■ Outline labeling rows:
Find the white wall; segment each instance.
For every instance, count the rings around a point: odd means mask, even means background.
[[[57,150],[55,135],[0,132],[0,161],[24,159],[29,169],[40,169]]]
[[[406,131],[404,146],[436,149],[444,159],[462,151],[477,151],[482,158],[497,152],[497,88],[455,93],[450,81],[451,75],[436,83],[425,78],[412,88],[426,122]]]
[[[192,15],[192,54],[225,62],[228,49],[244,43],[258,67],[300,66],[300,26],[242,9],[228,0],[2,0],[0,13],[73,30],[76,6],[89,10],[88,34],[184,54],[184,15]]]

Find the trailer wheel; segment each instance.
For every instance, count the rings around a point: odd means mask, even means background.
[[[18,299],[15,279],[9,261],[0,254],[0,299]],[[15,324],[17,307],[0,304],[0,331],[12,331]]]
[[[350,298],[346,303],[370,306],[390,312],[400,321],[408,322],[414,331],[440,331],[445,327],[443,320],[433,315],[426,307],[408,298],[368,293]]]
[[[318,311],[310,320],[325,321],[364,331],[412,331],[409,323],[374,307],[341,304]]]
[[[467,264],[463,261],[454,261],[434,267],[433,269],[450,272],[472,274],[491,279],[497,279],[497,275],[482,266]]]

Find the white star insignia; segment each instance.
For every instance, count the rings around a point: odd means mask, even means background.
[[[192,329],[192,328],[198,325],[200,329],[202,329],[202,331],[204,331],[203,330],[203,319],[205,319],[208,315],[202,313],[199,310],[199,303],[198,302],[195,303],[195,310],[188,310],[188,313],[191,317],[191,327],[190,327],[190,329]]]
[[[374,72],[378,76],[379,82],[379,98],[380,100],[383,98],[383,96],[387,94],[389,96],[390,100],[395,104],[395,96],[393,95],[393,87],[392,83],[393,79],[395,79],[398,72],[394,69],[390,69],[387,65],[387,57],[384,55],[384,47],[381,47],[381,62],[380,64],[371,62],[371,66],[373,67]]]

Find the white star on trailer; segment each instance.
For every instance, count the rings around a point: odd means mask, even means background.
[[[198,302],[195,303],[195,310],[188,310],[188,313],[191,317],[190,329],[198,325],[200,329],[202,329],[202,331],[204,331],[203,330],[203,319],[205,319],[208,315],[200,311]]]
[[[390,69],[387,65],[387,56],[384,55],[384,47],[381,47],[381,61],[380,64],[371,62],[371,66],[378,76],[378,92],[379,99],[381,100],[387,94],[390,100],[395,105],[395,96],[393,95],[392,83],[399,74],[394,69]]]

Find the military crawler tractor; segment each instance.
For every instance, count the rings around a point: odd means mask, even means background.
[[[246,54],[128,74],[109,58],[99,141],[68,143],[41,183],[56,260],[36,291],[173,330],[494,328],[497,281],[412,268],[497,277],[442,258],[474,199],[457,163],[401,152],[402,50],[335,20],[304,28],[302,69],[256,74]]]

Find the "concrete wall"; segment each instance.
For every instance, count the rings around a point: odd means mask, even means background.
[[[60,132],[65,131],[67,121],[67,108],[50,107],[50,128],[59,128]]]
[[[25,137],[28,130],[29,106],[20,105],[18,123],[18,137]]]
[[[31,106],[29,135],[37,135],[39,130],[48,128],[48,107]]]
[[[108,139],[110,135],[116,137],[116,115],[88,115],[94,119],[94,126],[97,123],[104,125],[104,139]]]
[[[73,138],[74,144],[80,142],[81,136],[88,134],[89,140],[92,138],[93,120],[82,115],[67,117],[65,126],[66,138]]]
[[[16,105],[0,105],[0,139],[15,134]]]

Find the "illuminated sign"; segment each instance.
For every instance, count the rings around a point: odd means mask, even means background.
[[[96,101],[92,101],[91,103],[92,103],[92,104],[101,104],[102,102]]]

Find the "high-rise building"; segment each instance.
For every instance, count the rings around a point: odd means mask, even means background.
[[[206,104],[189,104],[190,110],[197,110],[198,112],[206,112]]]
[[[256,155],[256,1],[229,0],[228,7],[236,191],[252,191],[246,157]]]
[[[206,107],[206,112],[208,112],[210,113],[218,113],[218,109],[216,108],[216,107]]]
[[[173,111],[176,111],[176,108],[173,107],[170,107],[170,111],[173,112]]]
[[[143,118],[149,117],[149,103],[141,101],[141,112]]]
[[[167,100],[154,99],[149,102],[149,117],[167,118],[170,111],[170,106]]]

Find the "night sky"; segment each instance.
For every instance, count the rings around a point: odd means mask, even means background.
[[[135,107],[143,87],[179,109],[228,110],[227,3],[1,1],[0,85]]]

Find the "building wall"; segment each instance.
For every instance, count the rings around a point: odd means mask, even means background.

■ Requirement:
Reproduce word for word the rows starting at the line containing "Find the military" and ending at the last row, including both.

■ Solution:
Find the military crawler tractor; segment each instance.
For every instance, count the rings around a point: odd means mask, even means background.
[[[246,54],[128,74],[109,58],[99,141],[68,143],[41,183],[56,260],[36,291],[173,330],[494,328],[497,281],[412,268],[497,277],[442,258],[474,199],[457,163],[401,152],[402,50],[335,20],[304,28],[302,69],[256,74]]]

Find the "concrete wall"; segment each instance.
For every instance, count the rings around a point: odd means mask, even means background.
[[[60,132],[65,131],[67,121],[67,108],[50,107],[50,128],[59,128]]]
[[[25,137],[28,130],[29,106],[20,105],[18,123],[18,137]]]
[[[31,106],[29,135],[37,135],[39,130],[48,128],[48,107]]]
[[[108,139],[110,135],[116,137],[116,115],[88,115],[94,119],[94,126],[97,123],[104,125],[104,139]]]
[[[73,138],[74,144],[80,142],[81,136],[88,134],[89,140],[92,138],[93,120],[82,115],[67,117],[65,126],[66,138]]]
[[[16,105],[0,105],[0,139],[15,134]]]

Find the "illuminated sign"; segment each instance.
For every instance, count the rings around a point: odd means mask, even means background.
[[[96,101],[92,101],[91,103],[92,103],[92,104],[101,104],[102,102]]]

Find the "high-rise building"; segment each instance.
For every instance, count the rings around a point: odd means mask, even means background.
[[[206,104],[189,104],[190,110],[197,110],[198,112],[206,112]]]
[[[256,155],[256,1],[229,0],[228,7],[236,191],[252,191],[246,157]]]
[[[206,107],[206,112],[208,112],[210,113],[218,113],[218,109],[216,108],[216,107]]]
[[[173,111],[176,111],[176,108],[173,107],[170,107],[170,111],[173,112]]]
[[[143,118],[149,117],[149,103],[141,101],[141,112]]]
[[[167,100],[154,99],[149,102],[149,117],[167,118],[170,111],[170,106]]]

Find the "night sky"; segment each instance.
For every instance, count the rings around a point: odd means mask, even means background.
[[[135,107],[143,87],[179,109],[228,110],[227,3],[1,1],[0,85]]]

Find the "building wall"; segment each instance.
For every instance, count the rings around a point: odd means mask, even means background.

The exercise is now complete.